Directions | Transcribe all the records with complete accuracy.

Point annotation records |
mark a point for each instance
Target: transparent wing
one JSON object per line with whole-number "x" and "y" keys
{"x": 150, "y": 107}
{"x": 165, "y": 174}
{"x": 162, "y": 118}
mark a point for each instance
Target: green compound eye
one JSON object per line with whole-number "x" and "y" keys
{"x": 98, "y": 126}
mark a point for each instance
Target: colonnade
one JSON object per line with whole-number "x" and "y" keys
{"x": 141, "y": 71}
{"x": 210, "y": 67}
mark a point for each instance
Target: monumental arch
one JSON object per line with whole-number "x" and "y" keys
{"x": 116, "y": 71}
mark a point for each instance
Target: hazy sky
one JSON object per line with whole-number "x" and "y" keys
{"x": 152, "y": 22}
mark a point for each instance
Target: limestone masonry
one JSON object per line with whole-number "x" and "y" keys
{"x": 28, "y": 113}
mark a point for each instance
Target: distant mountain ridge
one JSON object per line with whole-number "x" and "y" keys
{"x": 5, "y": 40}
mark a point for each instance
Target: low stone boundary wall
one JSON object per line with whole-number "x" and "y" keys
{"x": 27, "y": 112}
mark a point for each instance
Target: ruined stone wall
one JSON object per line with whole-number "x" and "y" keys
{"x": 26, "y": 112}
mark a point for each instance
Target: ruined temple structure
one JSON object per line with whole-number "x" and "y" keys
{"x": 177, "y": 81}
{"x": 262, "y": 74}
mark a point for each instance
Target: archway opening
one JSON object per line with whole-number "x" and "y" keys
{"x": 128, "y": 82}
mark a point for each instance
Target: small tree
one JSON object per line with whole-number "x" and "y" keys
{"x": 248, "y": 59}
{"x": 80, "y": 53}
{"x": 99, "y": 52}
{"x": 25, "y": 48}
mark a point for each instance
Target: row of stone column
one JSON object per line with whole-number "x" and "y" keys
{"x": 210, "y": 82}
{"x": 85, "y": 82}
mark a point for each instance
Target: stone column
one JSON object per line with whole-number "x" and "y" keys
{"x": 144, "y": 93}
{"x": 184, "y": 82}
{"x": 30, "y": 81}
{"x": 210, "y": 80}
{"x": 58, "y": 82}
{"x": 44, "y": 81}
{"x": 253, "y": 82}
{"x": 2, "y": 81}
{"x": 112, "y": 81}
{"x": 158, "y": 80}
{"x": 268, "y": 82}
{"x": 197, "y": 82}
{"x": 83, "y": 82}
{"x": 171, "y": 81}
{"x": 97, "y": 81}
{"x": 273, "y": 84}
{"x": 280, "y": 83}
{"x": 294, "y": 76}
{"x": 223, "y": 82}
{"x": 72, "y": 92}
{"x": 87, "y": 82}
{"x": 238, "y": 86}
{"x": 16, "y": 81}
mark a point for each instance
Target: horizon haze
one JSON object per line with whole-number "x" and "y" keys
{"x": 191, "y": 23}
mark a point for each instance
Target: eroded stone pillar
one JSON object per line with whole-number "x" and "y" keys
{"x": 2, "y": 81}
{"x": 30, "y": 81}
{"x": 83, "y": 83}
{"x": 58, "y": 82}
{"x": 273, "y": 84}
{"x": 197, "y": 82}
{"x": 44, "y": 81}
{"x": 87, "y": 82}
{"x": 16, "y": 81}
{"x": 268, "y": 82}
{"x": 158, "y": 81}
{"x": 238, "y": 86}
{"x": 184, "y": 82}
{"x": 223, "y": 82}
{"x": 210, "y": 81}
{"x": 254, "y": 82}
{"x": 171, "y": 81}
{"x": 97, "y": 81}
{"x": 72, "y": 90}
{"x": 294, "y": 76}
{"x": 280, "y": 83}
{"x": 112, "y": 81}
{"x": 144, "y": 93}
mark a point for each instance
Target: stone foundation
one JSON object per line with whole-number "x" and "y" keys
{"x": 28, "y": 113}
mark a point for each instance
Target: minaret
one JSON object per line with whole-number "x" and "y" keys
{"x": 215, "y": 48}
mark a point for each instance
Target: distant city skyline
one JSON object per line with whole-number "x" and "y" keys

Solution for this task |
mark a point for each instance
Target: transparent wing
one JSON object per line with whole-number "x" and "y" keys
{"x": 150, "y": 107}
{"x": 165, "y": 174}
{"x": 162, "y": 118}
mark a point for each instance
Target: green compound eye
one JSON object per line with whole-number "x" and "y" keys
{"x": 98, "y": 126}
mark a point for each instance
Target: colonnade
one JSON object per line with whole-number "x" and "y" keys
{"x": 141, "y": 71}
{"x": 210, "y": 67}
mark a point for each instance
Target: monumental arch
one JSON object per line with whole-number "x" and "y" keys
{"x": 116, "y": 71}
mark a point for each instance
Target: hazy sky
one JSON object per line with whole-number "x" and "y" keys
{"x": 152, "y": 22}
mark a point for each instance
Target: limestone masonry
one JSON object per line with whole-number "x" and "y" keys
{"x": 28, "y": 113}
mark a point for each instance
Target: distant mountain ridge
one JSON object per line with whole-number "x" and "y" keys
{"x": 5, "y": 40}
mark a point for each instance
Target: low stone boundary wall
one JSON object per line with whole-number "x" and "y" keys
{"x": 27, "y": 112}
mark a point for each instance
Target: ruined stone wall
one JSON object per line with whole-number "x" and "y" keys
{"x": 26, "y": 112}
mark a point for each instance
Target: ruined temple structure
one JSON object per line with whole-number "x" and "y" keys
{"x": 177, "y": 81}
{"x": 262, "y": 74}
mark a point for each instance
Target: archway opening
one JSON object per line with whole-number "x" and "y" keys
{"x": 128, "y": 82}
mark a point for each instance
Target: small tree
one JSON object per line with whole-number "x" and "y" keys
{"x": 248, "y": 59}
{"x": 80, "y": 53}
{"x": 99, "y": 52}
{"x": 25, "y": 48}
mark a point for each instance
Target: row of stone column
one JSON object per line with whole-number "x" and "y" keys
{"x": 210, "y": 82}
{"x": 85, "y": 82}
mark a point for each instance
Target: stone column
one JSON object per line with whole-number "x" and "y" keys
{"x": 144, "y": 93}
{"x": 184, "y": 82}
{"x": 30, "y": 81}
{"x": 210, "y": 80}
{"x": 58, "y": 82}
{"x": 44, "y": 81}
{"x": 253, "y": 82}
{"x": 2, "y": 81}
{"x": 112, "y": 81}
{"x": 158, "y": 80}
{"x": 268, "y": 82}
{"x": 197, "y": 82}
{"x": 83, "y": 82}
{"x": 171, "y": 81}
{"x": 97, "y": 81}
{"x": 273, "y": 84}
{"x": 280, "y": 83}
{"x": 294, "y": 76}
{"x": 223, "y": 82}
{"x": 72, "y": 92}
{"x": 87, "y": 82}
{"x": 238, "y": 86}
{"x": 16, "y": 81}
mark a point for each instance
Target: horizon haze
one JSON object per line with whole-number "x" and "y" keys
{"x": 191, "y": 23}
mark a point for each instance
Target: eroded stone pillar
one JSON object per line with whole-number "x" and "y" keys
{"x": 2, "y": 81}
{"x": 30, "y": 81}
{"x": 83, "y": 83}
{"x": 58, "y": 82}
{"x": 273, "y": 84}
{"x": 197, "y": 82}
{"x": 44, "y": 81}
{"x": 87, "y": 82}
{"x": 16, "y": 81}
{"x": 268, "y": 82}
{"x": 158, "y": 81}
{"x": 238, "y": 86}
{"x": 184, "y": 82}
{"x": 223, "y": 82}
{"x": 210, "y": 81}
{"x": 254, "y": 82}
{"x": 171, "y": 81}
{"x": 97, "y": 81}
{"x": 72, "y": 90}
{"x": 294, "y": 76}
{"x": 280, "y": 83}
{"x": 112, "y": 81}
{"x": 144, "y": 93}
mark a point for each instance
Target: stone foundation
one JSON object per line with whole-number "x" and "y" keys
{"x": 28, "y": 113}
mark a point for each instance
Target: minaret
one JSON object per line with whole-number "x" and "y" keys
{"x": 215, "y": 48}
mark a point for each instance
Target: distant city skyline
one JSON object per line with whole-number "x" and "y" keys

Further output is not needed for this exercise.